* _EXCERPT TO READ_:
########################################

Tauzer, a history instructor before he became an administrator, said he and a former SRJC president, the late Randolph Newman, hired Crevelli in 1962. When Tauzer became acting president for a year in 1970, Crevelli “was the only person” he considered to temporarily hold his own vice president’s post.

“He served with distinction,” he said, adding that both men returned to their previous jobs.

Crevelli taught U.S. history to thousands of students before he retired in 1990.

Peter Leveque, a retired SRJC biology instructor, knew Crevelli as a faculty member, a parishioner at St. Rose Catholic Church in Santa Rosa and a friend whose family shared vacations with the Leveques.

Crevelli was “a wonderful fellow,” who was a demanding, but fair, teacher, Leveque said.

Both men were members of the Over the Hill and Dale Hiking Club, a group of SRJC instructors and retirees and local environmentalists who took monthly hikes around the county. At their lunch breaks, Crevelli would read chapters of a book he was writing on the history of Sonoma County, Leveque said.

Crevelli was a founding member of the group COAAST, or Californians Organized to Acquire Access to State Tidelines, formed in Leveque’s classroom in 1968. It included the late Bill Kortum, the dean of Sonoma County environmental activists, and the late Chuck Hinkle, a former county supervisor who was recalled, along with Kortum, in 1976 in a move that paved the way for the board’s first environmental majority.

Crevelli, who hiked throughout the county as a youth, confirmed his conservationist sensibilities after a Santa Rosa High School English teacher, Lucy Spaulding, introduced him to the works of naturalist and Sierra Club founder John Muir in 1946.

Crevelli began collecting quotes from Muir’s books, “which seemed to speak truths that were biblical in nature,” he said in an essay in The Press Democrat in 2010.

“There wasn’t a nook in the Sierra he didn’t know,” his wife, Debra Crevelli, said.

########################################

Stored items
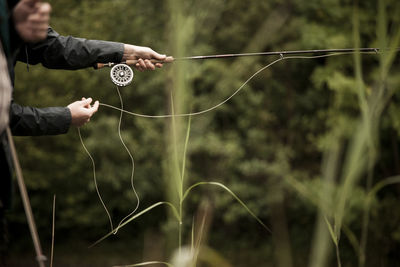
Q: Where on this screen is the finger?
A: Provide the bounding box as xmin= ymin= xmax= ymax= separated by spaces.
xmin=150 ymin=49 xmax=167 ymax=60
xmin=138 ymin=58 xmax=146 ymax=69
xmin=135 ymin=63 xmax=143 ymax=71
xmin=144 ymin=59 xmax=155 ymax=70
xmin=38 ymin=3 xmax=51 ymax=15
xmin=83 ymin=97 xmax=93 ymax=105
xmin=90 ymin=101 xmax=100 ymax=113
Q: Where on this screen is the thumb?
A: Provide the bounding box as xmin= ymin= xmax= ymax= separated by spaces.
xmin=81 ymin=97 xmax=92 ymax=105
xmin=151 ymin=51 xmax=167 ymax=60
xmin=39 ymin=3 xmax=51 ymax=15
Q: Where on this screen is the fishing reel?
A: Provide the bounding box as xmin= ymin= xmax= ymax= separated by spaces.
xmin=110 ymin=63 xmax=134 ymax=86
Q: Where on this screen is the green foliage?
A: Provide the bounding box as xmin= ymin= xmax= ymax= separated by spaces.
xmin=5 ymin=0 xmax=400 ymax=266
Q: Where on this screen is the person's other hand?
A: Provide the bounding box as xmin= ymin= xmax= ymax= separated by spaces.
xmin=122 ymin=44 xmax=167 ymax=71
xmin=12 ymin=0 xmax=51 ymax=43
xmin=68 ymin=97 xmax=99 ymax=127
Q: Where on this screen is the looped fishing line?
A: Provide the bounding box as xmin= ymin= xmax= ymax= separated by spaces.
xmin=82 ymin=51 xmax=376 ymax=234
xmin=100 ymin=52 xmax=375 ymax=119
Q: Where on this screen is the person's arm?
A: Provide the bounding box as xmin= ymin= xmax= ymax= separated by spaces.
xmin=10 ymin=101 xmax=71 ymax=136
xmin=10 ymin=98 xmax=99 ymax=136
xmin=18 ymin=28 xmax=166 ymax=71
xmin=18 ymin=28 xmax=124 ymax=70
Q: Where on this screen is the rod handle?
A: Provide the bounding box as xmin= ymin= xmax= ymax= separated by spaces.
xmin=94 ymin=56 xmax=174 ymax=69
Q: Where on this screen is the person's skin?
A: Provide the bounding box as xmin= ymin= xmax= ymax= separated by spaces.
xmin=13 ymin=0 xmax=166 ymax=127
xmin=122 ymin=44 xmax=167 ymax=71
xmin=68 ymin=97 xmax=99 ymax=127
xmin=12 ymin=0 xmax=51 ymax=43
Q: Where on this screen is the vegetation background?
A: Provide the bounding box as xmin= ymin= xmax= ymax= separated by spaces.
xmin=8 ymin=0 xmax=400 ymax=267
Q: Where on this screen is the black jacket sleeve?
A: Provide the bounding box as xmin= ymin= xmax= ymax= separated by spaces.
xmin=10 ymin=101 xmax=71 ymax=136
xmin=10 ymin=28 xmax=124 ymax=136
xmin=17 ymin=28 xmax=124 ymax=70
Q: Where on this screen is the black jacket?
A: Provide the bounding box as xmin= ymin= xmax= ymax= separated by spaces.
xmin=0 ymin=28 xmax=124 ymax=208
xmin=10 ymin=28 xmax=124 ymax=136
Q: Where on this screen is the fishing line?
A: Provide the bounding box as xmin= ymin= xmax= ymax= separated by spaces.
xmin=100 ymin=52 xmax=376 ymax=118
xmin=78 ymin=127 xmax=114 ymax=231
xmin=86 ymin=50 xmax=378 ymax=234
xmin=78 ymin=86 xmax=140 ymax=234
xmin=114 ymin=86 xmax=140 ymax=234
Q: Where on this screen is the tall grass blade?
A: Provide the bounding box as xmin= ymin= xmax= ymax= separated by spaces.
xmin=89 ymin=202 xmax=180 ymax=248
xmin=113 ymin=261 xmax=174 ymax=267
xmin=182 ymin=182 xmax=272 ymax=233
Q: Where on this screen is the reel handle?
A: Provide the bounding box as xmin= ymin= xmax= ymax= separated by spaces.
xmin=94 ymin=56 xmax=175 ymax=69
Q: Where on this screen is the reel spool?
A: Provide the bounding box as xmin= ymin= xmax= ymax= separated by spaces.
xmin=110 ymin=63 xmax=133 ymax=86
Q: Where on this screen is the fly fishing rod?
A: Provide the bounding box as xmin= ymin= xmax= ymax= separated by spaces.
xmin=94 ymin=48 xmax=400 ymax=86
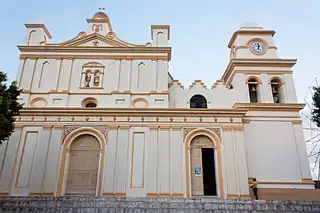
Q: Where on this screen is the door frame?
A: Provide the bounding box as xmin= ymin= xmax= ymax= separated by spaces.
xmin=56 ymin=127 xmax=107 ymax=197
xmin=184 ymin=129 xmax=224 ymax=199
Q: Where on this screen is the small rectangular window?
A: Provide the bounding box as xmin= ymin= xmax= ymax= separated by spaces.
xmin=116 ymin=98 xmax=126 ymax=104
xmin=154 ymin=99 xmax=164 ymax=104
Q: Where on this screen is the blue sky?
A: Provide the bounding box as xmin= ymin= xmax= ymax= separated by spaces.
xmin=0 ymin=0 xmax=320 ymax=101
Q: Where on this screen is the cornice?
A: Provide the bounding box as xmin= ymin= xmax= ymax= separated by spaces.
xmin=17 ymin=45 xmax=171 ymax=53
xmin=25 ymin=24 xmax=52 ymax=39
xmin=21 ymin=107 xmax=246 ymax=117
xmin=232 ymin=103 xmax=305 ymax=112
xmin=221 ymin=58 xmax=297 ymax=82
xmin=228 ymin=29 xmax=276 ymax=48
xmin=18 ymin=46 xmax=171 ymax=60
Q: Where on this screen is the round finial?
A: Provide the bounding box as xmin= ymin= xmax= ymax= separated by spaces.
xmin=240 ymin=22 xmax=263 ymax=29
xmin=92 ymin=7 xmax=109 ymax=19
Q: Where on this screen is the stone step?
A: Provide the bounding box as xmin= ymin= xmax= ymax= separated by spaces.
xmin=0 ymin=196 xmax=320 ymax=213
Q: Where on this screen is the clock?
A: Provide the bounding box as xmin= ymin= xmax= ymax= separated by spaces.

########################################

* _TASKS TO COMPLETE_:
1. List every year mentioned in the Crevelli passage, in the order it appears.
2. According to the Crevelli passage, who introduced Crevelli to the works of John Muir?
3. Reproduce the Crevelli passage word for word, everything from "Peter Leveque, a" down to "County, Leveque said.".
Work from the Crevelli passage alone.

* _SOLUTIONS TO THE PROBLEMS_:
1. 1962, 1970, 1990, 1968, 1976, 1946, 2010

2. Lucy Spaulding, a Santa Rosa High School English teacher.

3.
Peter Leveque, a retired SRJC biology instructor, knew Crevelli as a faculty member, a parishioner at St. Rose Catholic Church in Santa Rosa and a friend whose family shared vacations with the Leveques.

Crevelli was “a wonderful fellow,” who was a demanding, but fair, teacher, Leveque said.

Both men were members of the Over the Hill and Dale Hiking Club, a group of SRJC instructors and retirees and local environmentalists who took monthly hikes around the county. At their lunch breaks, Crevelli would read chapters of a book he was writing on the history of Sonoma County, Leveque said.